__TASK TO CARRY OUT__
What you return should match the entries below exactly, only without the images.

PROVIDED DATA section start

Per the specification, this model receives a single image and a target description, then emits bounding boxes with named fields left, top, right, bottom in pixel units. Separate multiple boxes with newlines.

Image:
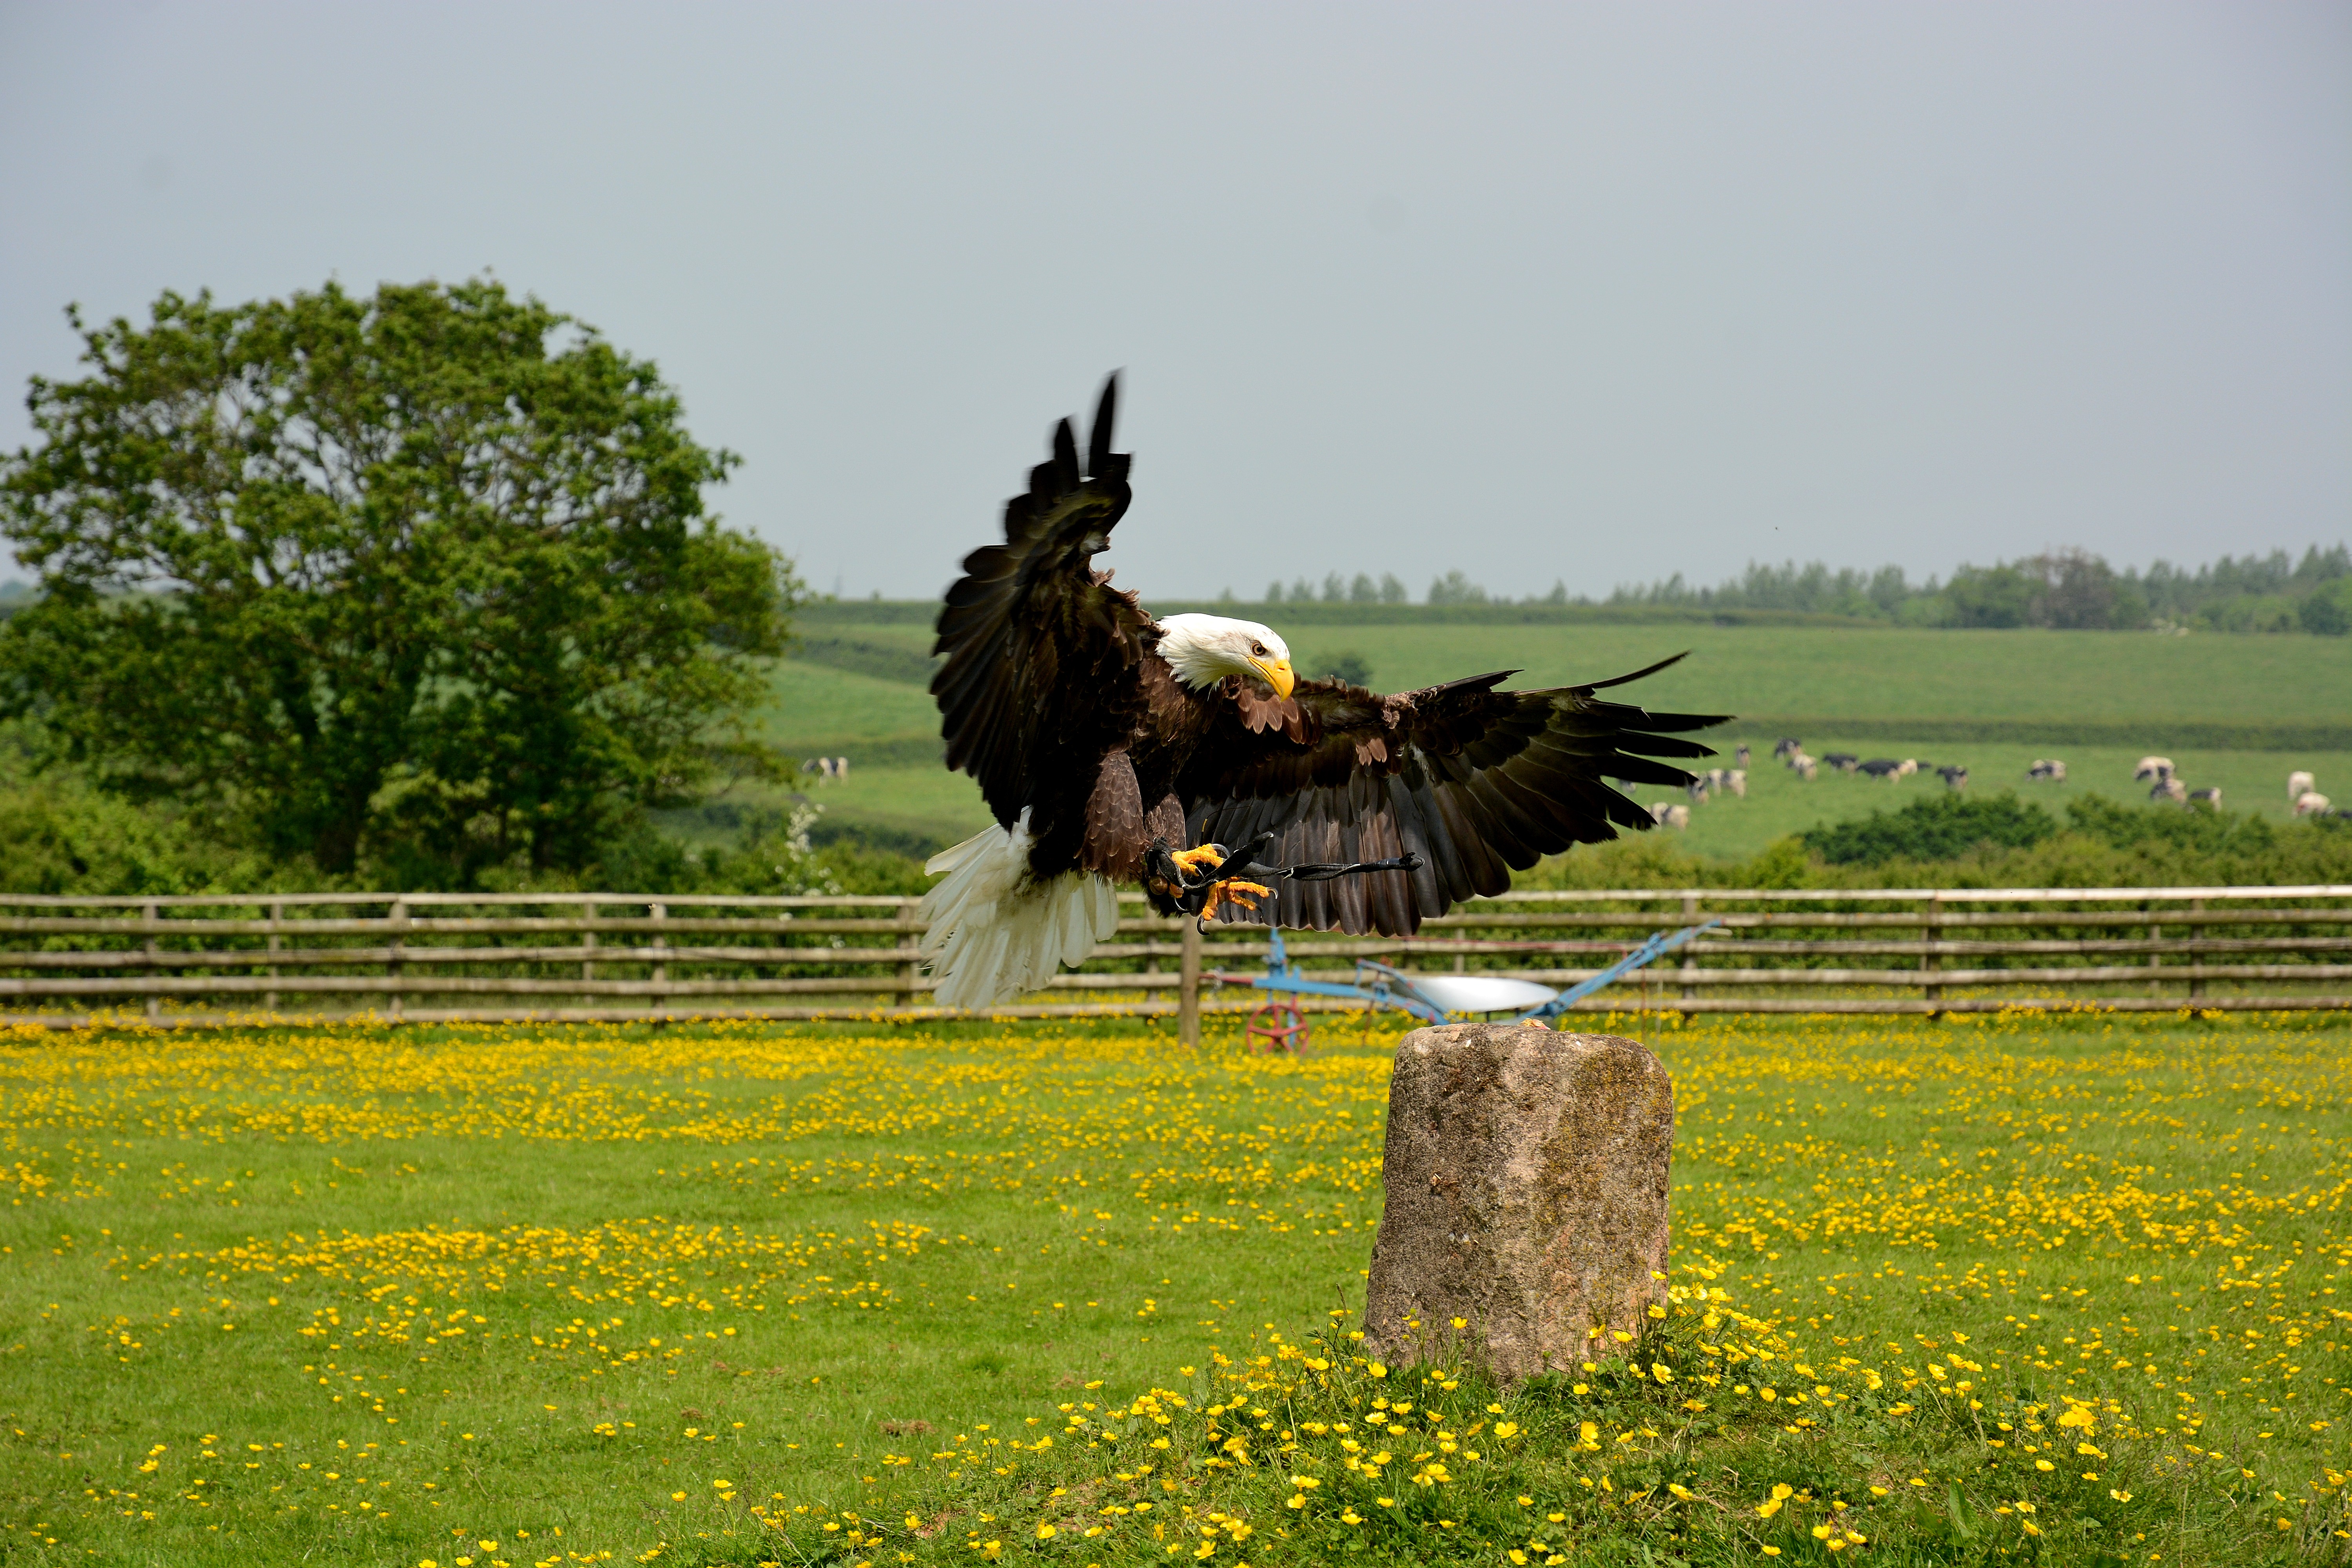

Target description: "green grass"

left=1263, top=624, right=2341, bottom=729
left=759, top=744, right=2352, bottom=867
left=759, top=661, right=943, bottom=753
left=796, top=613, right=2345, bottom=728
left=3, top=1012, right=2347, bottom=1566
left=765, top=616, right=2349, bottom=860
left=795, top=768, right=995, bottom=851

PROVIDED DATA section end

__ANSWER TO THIS TASK__
Per the specification, this model receives a single image and a target description, then emits bounding boxes with named fields left, top, right, bottom in pixel units. Separate multiple boxes with newlines.

Image:

Target description: "green grass"

left=1263, top=624, right=2341, bottom=729
left=759, top=744, right=2352, bottom=867
left=759, top=661, right=943, bottom=753
left=796, top=613, right=2345, bottom=728
left=3, top=1012, right=2347, bottom=1566
left=765, top=616, right=2349, bottom=860
left=795, top=768, right=995, bottom=851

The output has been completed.